## Direction
Report how many lines in the listing below contain the string "framed", with uppercase and lowercase letters treated as different. Give only the number.

## Extracted records
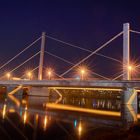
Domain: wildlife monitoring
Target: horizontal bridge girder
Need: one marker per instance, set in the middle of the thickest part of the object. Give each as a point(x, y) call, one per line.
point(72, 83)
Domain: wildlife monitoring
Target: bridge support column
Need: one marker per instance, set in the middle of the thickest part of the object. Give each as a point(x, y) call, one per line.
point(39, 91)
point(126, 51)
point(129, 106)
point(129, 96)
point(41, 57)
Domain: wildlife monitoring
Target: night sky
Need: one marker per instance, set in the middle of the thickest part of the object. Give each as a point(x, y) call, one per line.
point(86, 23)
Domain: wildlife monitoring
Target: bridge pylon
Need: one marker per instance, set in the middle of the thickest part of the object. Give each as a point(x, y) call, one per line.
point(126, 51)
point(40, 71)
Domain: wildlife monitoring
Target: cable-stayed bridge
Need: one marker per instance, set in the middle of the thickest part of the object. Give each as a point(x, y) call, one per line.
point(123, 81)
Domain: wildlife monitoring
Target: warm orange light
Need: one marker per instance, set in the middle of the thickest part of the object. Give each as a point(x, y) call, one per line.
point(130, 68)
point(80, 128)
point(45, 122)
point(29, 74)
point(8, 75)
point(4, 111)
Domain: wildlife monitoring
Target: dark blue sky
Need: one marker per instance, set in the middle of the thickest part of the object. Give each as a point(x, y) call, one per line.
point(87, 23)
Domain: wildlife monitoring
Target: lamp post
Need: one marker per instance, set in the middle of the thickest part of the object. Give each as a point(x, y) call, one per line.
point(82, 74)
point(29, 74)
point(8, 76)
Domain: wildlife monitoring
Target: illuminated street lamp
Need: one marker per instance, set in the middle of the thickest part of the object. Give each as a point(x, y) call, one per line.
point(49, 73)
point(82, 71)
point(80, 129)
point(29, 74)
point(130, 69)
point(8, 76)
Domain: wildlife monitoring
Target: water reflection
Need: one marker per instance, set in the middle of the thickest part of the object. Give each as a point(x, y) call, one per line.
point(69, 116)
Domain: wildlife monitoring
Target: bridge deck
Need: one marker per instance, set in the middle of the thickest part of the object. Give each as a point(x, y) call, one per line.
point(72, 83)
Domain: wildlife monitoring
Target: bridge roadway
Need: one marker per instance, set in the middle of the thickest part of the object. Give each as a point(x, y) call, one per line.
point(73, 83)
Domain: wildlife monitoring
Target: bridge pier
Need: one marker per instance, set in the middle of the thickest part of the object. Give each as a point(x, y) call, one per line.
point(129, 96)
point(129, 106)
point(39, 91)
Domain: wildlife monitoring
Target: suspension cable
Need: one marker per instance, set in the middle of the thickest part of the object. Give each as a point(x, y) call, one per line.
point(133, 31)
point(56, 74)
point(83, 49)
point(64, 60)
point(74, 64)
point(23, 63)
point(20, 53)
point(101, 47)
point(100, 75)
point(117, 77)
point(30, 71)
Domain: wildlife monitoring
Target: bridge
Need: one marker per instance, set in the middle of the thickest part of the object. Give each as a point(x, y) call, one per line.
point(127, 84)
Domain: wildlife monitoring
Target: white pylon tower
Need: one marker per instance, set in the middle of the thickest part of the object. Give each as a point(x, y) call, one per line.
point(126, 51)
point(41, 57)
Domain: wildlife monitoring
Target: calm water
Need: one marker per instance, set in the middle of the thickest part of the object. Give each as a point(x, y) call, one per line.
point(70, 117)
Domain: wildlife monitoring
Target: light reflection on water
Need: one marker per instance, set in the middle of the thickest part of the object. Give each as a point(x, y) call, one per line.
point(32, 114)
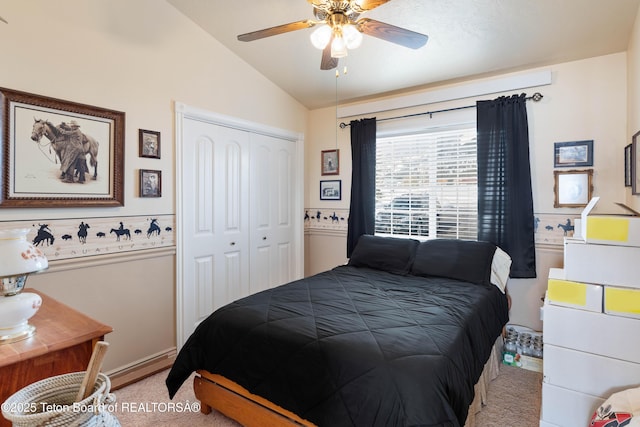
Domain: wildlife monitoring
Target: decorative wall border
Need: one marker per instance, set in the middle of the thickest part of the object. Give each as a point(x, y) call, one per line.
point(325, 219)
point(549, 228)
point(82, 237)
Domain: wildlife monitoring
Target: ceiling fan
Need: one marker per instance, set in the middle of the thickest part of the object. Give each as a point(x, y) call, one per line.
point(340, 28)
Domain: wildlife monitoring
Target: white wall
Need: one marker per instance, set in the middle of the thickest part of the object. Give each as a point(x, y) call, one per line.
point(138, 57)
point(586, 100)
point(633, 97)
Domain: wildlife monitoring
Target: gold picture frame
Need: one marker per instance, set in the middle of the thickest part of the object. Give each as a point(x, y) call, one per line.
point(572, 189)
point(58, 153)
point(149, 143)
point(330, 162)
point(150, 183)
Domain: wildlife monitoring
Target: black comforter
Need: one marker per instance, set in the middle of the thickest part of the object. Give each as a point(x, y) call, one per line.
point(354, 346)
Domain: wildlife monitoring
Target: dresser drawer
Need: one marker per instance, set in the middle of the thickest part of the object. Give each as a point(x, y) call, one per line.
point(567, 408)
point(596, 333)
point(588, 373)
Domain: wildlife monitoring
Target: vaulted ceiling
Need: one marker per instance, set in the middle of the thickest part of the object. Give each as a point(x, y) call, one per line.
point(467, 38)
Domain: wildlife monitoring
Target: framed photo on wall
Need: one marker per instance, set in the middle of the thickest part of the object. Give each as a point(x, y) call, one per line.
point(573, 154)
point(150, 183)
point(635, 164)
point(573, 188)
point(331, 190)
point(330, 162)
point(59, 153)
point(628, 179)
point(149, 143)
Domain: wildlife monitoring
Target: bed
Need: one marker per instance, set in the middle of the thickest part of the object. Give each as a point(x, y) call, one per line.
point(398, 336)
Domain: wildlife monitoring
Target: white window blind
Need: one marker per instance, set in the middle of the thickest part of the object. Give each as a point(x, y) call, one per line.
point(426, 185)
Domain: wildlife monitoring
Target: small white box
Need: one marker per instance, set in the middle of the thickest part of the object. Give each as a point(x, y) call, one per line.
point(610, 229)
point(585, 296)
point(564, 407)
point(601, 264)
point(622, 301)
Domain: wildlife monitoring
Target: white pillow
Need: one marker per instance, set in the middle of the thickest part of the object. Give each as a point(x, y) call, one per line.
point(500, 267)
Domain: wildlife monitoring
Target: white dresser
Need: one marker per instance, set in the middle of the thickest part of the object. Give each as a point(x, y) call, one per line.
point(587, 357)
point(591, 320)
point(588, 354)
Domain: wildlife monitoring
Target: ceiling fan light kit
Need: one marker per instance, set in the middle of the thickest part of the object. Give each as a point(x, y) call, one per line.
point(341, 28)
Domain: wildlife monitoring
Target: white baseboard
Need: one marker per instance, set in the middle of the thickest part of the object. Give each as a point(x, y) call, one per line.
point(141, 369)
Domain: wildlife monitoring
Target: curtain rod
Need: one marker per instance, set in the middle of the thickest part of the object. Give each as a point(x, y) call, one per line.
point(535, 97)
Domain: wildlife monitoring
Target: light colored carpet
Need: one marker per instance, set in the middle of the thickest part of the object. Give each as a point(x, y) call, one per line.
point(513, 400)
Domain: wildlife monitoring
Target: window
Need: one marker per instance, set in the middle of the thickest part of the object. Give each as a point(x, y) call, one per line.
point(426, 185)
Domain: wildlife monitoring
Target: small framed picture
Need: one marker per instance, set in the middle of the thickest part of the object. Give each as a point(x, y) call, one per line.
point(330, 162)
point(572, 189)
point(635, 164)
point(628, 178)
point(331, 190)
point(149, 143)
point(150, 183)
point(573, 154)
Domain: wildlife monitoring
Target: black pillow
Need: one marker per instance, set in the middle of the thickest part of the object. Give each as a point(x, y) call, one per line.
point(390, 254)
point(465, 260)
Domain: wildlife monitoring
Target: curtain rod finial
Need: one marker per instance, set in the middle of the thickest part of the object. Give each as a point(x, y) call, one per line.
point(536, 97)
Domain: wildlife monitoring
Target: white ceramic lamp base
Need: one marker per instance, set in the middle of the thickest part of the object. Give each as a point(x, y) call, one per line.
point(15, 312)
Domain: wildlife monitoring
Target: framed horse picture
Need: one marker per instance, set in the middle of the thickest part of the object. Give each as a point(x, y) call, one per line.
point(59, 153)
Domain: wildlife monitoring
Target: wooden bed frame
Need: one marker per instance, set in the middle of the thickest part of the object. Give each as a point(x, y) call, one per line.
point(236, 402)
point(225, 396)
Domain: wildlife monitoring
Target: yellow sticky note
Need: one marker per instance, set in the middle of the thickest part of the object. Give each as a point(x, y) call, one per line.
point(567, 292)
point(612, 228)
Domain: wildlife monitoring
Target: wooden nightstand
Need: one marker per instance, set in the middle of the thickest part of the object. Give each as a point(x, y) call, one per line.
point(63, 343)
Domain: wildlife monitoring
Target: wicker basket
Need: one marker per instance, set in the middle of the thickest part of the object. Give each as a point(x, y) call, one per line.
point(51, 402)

## Exercise result
3